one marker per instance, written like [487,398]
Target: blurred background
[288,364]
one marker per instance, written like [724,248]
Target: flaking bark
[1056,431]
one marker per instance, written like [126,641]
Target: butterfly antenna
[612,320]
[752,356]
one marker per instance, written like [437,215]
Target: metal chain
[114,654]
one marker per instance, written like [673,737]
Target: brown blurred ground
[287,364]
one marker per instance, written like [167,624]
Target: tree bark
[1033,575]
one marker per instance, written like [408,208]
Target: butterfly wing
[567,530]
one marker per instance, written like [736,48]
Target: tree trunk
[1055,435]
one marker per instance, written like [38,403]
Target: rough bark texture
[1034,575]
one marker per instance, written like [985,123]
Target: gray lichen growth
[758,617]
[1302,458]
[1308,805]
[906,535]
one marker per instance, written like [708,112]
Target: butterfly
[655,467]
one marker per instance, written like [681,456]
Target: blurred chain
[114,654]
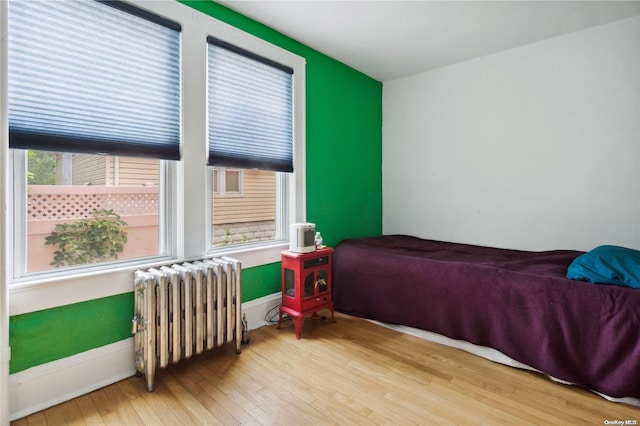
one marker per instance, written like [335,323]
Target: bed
[518,303]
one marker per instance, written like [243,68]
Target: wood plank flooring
[350,372]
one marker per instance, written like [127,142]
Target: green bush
[88,240]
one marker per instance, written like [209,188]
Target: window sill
[44,293]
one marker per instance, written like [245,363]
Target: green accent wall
[344,199]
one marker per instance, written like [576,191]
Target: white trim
[5,350]
[46,385]
[49,384]
[52,293]
[491,355]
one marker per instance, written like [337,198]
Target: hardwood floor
[350,372]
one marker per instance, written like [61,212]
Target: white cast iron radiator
[184,309]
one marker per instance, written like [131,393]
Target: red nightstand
[306,285]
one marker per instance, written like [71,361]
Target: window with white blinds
[93,77]
[250,100]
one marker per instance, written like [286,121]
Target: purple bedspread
[517,302]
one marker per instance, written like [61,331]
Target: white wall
[533,148]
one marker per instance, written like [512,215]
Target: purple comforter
[517,302]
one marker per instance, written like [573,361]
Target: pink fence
[49,205]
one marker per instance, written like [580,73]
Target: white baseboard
[49,384]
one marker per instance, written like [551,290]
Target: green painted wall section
[344,199]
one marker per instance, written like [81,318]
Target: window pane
[85,209]
[86,77]
[232,181]
[250,217]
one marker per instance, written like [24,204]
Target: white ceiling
[392,39]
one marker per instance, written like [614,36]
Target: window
[94,108]
[250,114]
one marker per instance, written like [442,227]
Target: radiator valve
[245,330]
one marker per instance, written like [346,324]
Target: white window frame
[191,212]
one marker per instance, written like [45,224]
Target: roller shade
[250,104]
[93,77]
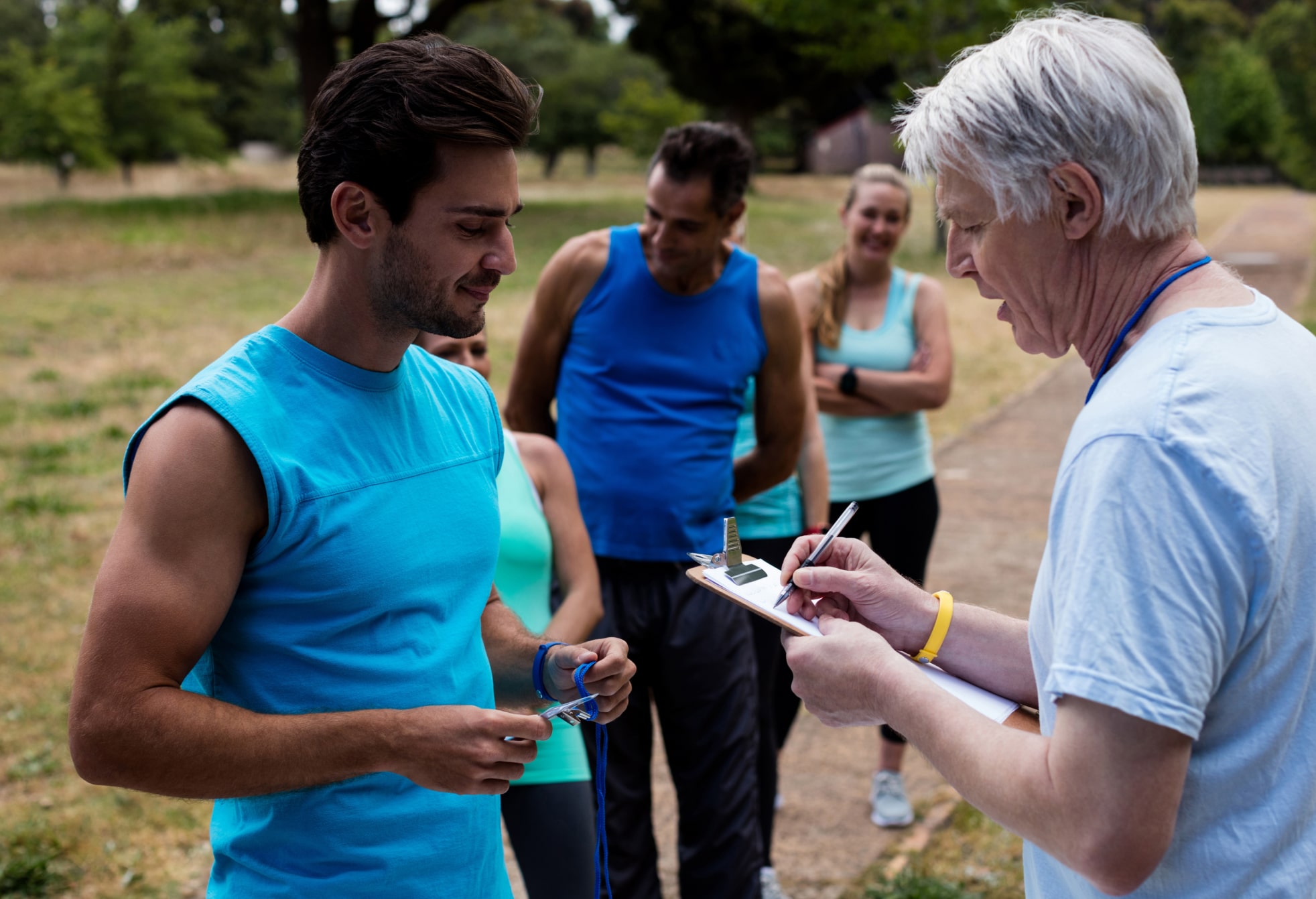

★ ★ ★ ★

## To be done
Locate every line in the items that contains the string "bark", and copy each such line in full. Treat case as significant.

## Result for this exercise
Target: flaking bark
Target: tree bark
Target: rough bark texture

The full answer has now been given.